_Document passage_:
Leggett worked in Japanese language services at the BBC for more than 20 years, becoming a well-respected colleague

Leggett had begun teaching judo at the Budokwai in 1945, and the next year joined the external services of the BBC as Japanese editor of the Far Eastern section. He became programme organiser of the BBC's Japanese Section in 1950. In 1954, he was made a senior instructor at the Budokwai. During the 1950s, he helped 16 British judo practitioners travel to Japan to advance their training, and also arranged for Japanese practitioners to visit the UK.

During his time teaching in the Budokwai, Leggett held a two-hour class every Sunday afternoon. Attendance was by invitation only, and was restricted to those holding brown belt rank or above. Leggett's student, Syd Hoare (2000), claimed that "Virtually all the key figures of British judo graduated from this class." Leggett also held a resuscitation class once each year. In these classes, students would pair up and take turns strangling their partners to unconsciousness, and then reviving them under his supervision.

"[The Renshuden] was started in 1959 by Trevor Leggett, who saw the need for a dojo that would focus exclusively on people who were training for competition judo, which was then becoming increasingly important. [The Budokwai and the Renshuden] lived in a weird symbiosis, sharing top Japanese teachers...while members trained together at either location and then competed against each other with startling ferocity, most famously at the annual shows staged by the Budokwai at the Albert Hall."

In 1964, Leggett abruptly stopped teaching judo. He had apparently decided he had done enough in this sphere, and began writing books about judo, budo, Eastern philosophy, and Zen Buddhism. He held the rank of 5th dan in shogi (Japanese chess) and wrote books on this topic as well. His 1966 book Shogi: Japan's Game of Strategy was the work through which George F. Hodges became interested in shogi; Hodges later became a major promoter of the game in Europe. Leggett remained with the BBC until he retired in 1969. He was remembered as a courteous and kindly colleague, well respected for his extensive knowledge of Japan.

_Provided data_:
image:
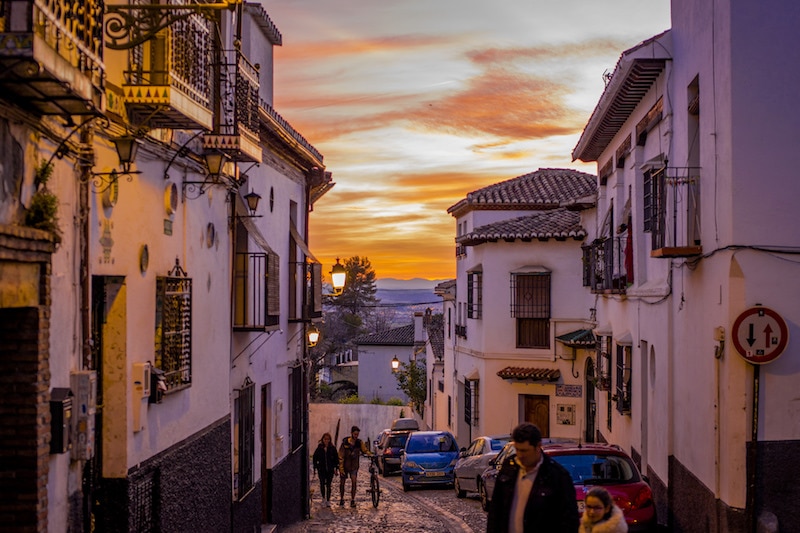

_Prompt_: According to the passage on Trevor Leggett, what rank did he hold in shogi?

_Answer area_: He held the rank of 5th dan in shogi.